### WHAT YOU HAVE TO DO
Retype the lines of the entries below exactly, starting with the line that contains "tower from the bin shown here." and continuing through the last line of the entries, with both ends included. Leave out the pictures.
"""
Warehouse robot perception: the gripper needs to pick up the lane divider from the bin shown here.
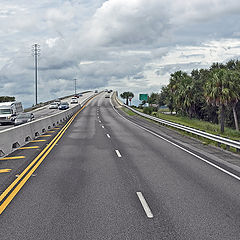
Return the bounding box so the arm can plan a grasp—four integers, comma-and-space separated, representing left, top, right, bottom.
136, 192, 153, 218
0, 156, 26, 161
0, 98, 92, 215
115, 150, 122, 157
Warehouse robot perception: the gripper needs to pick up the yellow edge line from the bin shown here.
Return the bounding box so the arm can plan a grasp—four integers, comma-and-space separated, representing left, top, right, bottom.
0, 169, 12, 173
30, 139, 47, 142
38, 135, 52, 137
18, 146, 39, 149
0, 156, 25, 161
0, 100, 90, 214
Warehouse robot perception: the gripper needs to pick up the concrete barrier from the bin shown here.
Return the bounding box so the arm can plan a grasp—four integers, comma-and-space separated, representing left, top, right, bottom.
0, 96, 93, 157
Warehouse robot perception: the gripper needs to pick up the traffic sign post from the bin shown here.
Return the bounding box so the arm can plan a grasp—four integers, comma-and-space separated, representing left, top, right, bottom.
139, 93, 148, 102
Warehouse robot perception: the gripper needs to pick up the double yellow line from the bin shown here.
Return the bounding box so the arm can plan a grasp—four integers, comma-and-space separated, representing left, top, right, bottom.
0, 99, 91, 215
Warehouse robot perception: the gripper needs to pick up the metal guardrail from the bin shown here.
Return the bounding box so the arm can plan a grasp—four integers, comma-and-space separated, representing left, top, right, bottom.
116, 98, 240, 151
0, 94, 96, 157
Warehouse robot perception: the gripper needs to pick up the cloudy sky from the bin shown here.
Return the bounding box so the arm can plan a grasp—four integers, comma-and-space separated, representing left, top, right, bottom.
0, 0, 240, 106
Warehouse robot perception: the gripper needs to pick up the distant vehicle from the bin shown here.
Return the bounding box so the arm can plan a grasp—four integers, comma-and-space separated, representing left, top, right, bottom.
49, 102, 59, 109
0, 102, 23, 125
58, 102, 69, 110
54, 98, 61, 106
70, 97, 78, 104
14, 113, 35, 126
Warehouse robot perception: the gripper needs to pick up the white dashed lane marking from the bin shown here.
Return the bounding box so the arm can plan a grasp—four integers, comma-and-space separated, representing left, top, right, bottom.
115, 150, 122, 157
137, 192, 153, 218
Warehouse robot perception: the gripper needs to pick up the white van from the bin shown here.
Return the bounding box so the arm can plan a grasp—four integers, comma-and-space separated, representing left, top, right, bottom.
0, 102, 23, 125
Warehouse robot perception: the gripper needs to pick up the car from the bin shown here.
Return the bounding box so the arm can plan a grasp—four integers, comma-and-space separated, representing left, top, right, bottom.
54, 98, 61, 106
70, 97, 78, 104
49, 102, 60, 109
14, 113, 35, 126
58, 102, 69, 110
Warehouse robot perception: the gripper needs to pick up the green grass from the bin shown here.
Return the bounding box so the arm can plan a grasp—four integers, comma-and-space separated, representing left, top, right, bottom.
153, 112, 240, 140
128, 108, 240, 153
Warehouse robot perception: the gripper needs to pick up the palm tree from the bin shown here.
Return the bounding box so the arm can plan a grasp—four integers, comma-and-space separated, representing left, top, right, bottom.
205, 69, 234, 133
120, 92, 134, 105
227, 71, 240, 131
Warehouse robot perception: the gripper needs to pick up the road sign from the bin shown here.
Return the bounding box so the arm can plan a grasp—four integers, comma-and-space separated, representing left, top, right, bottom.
139, 93, 148, 101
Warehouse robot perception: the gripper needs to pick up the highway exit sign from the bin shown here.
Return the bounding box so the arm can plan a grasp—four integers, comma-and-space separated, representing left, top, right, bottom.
139, 93, 148, 101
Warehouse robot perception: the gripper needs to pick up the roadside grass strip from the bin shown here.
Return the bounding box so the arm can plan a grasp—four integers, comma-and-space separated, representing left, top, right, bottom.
0, 95, 91, 215
0, 156, 26, 161
0, 169, 12, 173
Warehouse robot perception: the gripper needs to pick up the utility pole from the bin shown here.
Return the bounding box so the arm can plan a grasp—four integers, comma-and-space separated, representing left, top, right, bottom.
73, 78, 77, 96
32, 43, 40, 105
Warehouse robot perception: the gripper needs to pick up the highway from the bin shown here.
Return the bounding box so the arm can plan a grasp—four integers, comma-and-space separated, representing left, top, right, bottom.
0, 92, 93, 132
0, 93, 240, 240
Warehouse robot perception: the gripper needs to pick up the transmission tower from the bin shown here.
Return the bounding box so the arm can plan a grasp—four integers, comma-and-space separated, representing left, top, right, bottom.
32, 43, 40, 105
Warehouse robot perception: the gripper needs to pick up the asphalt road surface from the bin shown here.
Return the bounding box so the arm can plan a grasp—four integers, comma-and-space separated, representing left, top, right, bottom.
0, 94, 240, 240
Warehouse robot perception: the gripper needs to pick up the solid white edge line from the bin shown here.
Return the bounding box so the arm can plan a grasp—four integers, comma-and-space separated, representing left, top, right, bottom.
136, 192, 153, 218
110, 96, 240, 181
115, 150, 122, 157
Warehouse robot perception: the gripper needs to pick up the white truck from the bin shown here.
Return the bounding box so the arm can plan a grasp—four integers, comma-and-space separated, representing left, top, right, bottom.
0, 102, 23, 125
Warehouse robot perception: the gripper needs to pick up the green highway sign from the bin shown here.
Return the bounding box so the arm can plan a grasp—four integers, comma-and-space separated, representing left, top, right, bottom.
139, 93, 148, 101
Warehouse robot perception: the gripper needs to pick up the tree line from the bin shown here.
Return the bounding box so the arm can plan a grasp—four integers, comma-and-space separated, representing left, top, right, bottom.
148, 60, 240, 132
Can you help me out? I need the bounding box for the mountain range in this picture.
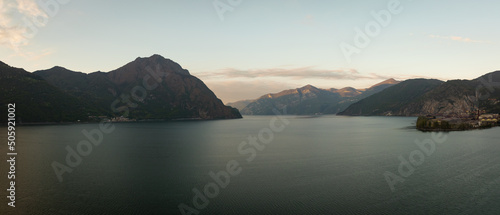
"""
### CORRECT RESULT
Warehouse robot perception: the gripper needs to pick up the transmission tower from the bin shown here.
Return the bounding box so the arm can plan a grasp—four integers, comma-and-space separated, representing left, top, right, bottom.
32, 43, 40, 105
Warehouse robot perception: the gripper needs to pick up the asphalt road surface from the bin shown here.
Return the bounding box so the arm can plan a grasp—four integers, comma-and-space separated, representing left, top, right, bottom.
0, 94, 240, 240
Warehouse robot perception: the gripper needs to pick up the solid white edge line from the bin shown here.
Return the bounding box so the arm can plan a grasp—four integers, comma-and-space separated, representing left, top, right, bottom.
136, 192, 153, 218
110, 96, 240, 181
115, 150, 122, 157
Warehouse robot perception: the gripper needs to pick up the white truck from the bin shown here.
Return the bounding box so the arm can plan a grasp—four integers, comma-and-space separated, representing left, top, right, bottom.
0, 102, 23, 125
Warehouse robot perception: the gripper needs to pick up the green highway sign from the bin shown here.
Return the bounding box so the arm can plan a grasp—four integers, comma-and-space separated, representing left, top, right, bottom.
139, 93, 148, 101
Warehouse robot perception: the gripper needs to pick up the tree line from the bin shown here.
Return the bounding box so the arm can plan a grasp—four integers, comma-and-space separated, representing left, top, right, bottom.
148, 60, 240, 132
Can you help me out? I need the bounding box for the mountain range in this picture.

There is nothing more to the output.